- _Work to complete_: Rewrite the material with "sample" changed to "example" and everything else kept the same. Leave out the pictures.

-- begin Recorded data --

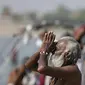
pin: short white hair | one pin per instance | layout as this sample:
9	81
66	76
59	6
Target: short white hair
73	48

-- end Recorded data --

- _Full solution_:
pin: short white hair | one pin per instance | layout as this example:
9	81
66	76
59	6
Target: short white hair
73	48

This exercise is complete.